- **EXERCISE BRIEF**
For each record, copy the text exactly and omit any picture it holds.

====== GIVEN DATA

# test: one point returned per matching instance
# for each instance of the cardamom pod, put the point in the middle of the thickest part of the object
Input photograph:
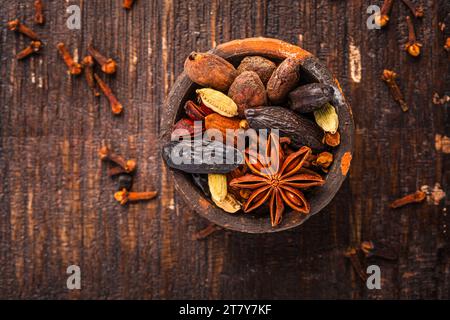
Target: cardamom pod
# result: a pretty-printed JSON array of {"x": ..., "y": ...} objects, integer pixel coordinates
[
  {"x": 217, "y": 186},
  {"x": 327, "y": 118},
  {"x": 229, "y": 204},
  {"x": 218, "y": 102}
]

============

- **EXPECTED ANSWER**
# test: one point returned per matching instance
# for each instance of the cardamom pod, put the point in the middle of the thickest part of the object
Input photograph:
Target: cardamom pod
# result: a pretty-printed JSON array of {"x": ..., "y": ...} objects, integer pixel coordinates
[
  {"x": 217, "y": 186},
  {"x": 327, "y": 118},
  {"x": 229, "y": 204},
  {"x": 218, "y": 102}
]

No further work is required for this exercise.